## Aim of the task
Rewrite the lines from the one containing "[locate] ocean water" through the one containing "Target: turquoise water", both included, as a JSON list of strings with one string per line and blank lines omitted. Convert only those items.

## The input

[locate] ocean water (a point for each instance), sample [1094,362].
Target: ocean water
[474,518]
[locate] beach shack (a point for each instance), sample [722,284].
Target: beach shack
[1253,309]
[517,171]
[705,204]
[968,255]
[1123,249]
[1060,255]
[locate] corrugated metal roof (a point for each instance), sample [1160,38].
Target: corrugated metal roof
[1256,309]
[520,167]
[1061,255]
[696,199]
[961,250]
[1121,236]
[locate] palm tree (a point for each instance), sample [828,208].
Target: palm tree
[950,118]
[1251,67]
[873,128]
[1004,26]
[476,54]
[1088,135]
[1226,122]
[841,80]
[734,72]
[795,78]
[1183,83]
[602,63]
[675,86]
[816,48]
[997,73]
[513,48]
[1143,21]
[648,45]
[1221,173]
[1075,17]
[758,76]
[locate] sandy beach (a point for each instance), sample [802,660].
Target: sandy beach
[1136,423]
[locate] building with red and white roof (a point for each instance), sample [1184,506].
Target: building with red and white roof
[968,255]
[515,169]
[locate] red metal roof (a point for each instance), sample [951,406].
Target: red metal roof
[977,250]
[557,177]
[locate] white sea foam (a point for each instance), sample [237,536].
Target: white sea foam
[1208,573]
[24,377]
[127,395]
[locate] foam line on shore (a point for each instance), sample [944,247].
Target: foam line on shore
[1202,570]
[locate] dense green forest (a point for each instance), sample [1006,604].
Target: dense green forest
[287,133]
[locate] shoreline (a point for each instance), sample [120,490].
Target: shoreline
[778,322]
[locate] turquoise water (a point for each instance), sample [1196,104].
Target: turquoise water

--

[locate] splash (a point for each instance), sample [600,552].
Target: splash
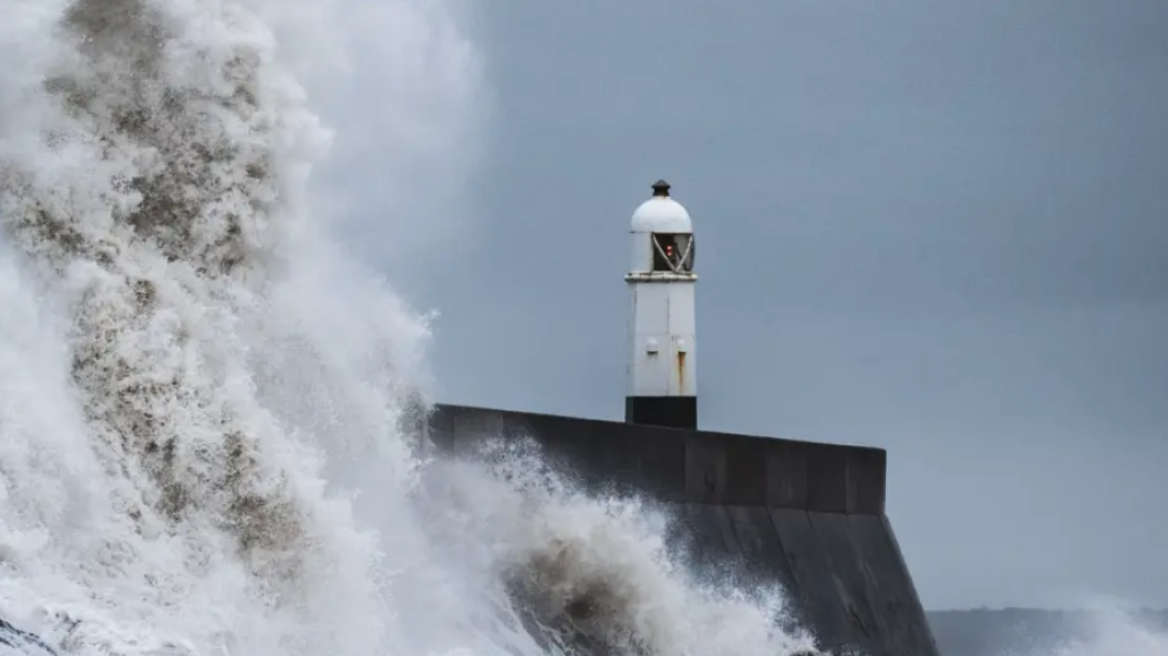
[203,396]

## Result
[
  "[locate] ocean water (a point for each instance), sample [1094,362].",
  "Target: ocean water",
  "[474,518]",
  "[locate] beach shack (a point for each instance), sample [722,284].",
  "Target: beach shack",
  "[1253,309]",
  "[517,171]",
  "[705,204]",
  "[968,255]",
  "[1123,249]",
  "[1060,255]",
  "[locate] corrugated metal roof (a point for each instance), sample [1160,38].",
  "Target: corrugated metal roof",
  "[1256,309]",
  "[520,167]",
  "[1061,255]",
  "[696,199]",
  "[961,250]",
  "[1121,236]",
  "[locate] palm tree (a point for each instance), sample [828,208].",
  "Target: palm tree",
  "[950,118]",
  "[1251,67]",
  "[873,128]",
  "[1004,26]",
  "[476,54]",
  "[1088,135]",
  "[1226,122]",
  "[841,80]",
  "[734,72]",
  "[795,78]",
  "[1183,83]",
  "[602,63]",
  "[675,86]",
  "[816,48]",
  "[997,73]",
  "[513,48]",
  "[1143,21]",
  "[648,45]",
  "[1221,173]",
  "[1075,17]",
  "[758,76]",
  "[locate] sandy beach (a point for each instance), sample [802,660].",
  "Target: sandy beach",
  "[1136,423]",
  "[locate] building with red and white roof (a point for each instance), sample [1184,506].",
  "Target: building with red and white roof",
  "[968,255]",
  "[515,169]",
  "[locate] red metal roof (a point for each instance), sample [951,406].",
  "Target: red metal roof",
  "[977,250]",
  "[557,177]",
  "[locate] white sea foam (a point for each instance), sample [237,536].",
  "Target: white sea foam",
  "[1208,573]",
  "[24,377]",
  "[127,395]",
  "[locate] foam line on shore (a point for each instance), sample [944,247].",
  "Target: foam line on shore",
  "[1202,570]",
  "[locate] dense green forest (a point for each instance), sample [1006,604].",
  "Target: dense green forest",
  "[287,133]",
  "[locate] shoreline (a point for each instance), sample [120,490].",
  "Target: shoreline",
  "[778,322]",
  "[locate] turquoise water (a point for each instance), sample [1196,104].",
  "Target: turquoise water"
]